-------- Given information --------

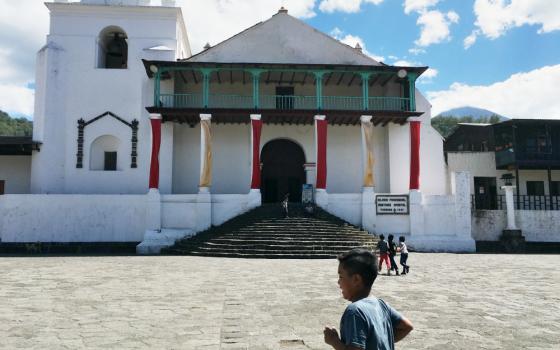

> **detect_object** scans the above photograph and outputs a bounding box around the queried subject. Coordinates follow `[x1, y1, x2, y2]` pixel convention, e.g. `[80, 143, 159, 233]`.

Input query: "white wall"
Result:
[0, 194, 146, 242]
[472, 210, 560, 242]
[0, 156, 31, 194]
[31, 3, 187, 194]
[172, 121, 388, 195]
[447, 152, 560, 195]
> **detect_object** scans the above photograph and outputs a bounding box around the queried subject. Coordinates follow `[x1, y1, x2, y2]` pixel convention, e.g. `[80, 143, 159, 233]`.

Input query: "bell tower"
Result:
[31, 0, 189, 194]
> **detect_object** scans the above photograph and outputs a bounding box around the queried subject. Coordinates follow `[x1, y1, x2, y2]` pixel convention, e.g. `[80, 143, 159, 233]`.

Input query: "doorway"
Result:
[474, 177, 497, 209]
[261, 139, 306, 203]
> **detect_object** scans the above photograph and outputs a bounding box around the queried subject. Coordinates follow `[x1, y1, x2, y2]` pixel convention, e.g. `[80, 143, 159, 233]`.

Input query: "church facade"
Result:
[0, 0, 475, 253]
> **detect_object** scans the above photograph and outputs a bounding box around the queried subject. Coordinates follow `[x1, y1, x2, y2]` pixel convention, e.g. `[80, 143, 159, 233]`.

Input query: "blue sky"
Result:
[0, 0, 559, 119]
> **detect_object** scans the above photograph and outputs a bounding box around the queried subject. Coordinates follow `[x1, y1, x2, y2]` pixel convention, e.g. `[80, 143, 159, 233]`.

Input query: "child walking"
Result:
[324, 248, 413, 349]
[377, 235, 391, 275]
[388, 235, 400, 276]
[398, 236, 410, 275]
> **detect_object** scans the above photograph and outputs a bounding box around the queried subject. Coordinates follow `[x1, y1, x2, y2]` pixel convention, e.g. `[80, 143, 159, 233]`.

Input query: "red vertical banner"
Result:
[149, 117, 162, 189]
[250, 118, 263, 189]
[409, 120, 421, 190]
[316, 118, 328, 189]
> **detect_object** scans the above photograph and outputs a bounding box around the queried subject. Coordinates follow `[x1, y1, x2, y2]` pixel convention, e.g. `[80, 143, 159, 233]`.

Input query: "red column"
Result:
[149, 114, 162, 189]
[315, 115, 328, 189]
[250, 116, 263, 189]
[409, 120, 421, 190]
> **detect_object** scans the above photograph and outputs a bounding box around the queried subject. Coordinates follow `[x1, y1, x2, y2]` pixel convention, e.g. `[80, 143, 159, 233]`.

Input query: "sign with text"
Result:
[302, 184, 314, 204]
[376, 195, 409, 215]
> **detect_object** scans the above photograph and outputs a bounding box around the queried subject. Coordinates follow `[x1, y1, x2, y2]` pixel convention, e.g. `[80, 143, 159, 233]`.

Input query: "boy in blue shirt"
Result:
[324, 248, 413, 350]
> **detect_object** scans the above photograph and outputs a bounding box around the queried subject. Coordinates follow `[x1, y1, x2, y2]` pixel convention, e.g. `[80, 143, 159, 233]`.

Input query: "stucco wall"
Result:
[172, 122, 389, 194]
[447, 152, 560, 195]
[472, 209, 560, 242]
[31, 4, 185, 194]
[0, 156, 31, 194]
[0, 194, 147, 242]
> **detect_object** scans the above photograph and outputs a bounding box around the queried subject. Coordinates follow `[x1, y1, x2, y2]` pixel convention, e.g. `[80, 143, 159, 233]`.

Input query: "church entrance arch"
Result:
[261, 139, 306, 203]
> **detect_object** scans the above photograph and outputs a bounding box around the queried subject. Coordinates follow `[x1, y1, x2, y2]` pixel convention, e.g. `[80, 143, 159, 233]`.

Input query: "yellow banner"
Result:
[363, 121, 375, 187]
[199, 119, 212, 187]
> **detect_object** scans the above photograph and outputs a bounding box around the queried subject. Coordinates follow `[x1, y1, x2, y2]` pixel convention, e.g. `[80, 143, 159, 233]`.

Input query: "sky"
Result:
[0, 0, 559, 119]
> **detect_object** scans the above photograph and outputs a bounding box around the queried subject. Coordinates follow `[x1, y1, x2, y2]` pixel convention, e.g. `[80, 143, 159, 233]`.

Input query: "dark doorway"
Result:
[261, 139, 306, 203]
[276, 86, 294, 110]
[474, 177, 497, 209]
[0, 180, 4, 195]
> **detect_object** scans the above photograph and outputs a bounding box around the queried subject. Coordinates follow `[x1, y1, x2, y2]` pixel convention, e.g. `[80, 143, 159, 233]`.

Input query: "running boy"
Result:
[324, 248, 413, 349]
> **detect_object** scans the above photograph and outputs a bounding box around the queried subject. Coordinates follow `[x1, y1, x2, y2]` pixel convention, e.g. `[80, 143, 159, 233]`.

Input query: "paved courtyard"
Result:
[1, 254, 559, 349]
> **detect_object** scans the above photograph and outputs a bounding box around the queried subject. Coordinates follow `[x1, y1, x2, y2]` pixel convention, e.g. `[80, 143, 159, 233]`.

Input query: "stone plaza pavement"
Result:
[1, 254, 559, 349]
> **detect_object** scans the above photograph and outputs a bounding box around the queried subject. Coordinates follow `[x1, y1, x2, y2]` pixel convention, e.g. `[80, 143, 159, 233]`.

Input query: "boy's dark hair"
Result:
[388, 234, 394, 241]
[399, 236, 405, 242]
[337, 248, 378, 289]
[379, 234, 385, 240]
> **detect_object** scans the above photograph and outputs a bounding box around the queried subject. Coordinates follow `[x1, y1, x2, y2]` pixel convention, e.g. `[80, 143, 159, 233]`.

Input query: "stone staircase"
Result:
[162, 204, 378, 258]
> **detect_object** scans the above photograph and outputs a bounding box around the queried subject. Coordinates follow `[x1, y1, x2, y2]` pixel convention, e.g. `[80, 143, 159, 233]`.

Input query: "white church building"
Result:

--------

What to produce:
For the word "white", find all matching lines in the entries above and copy them out.

Task answer:
Input query: "white wall"
Input query: "white church building"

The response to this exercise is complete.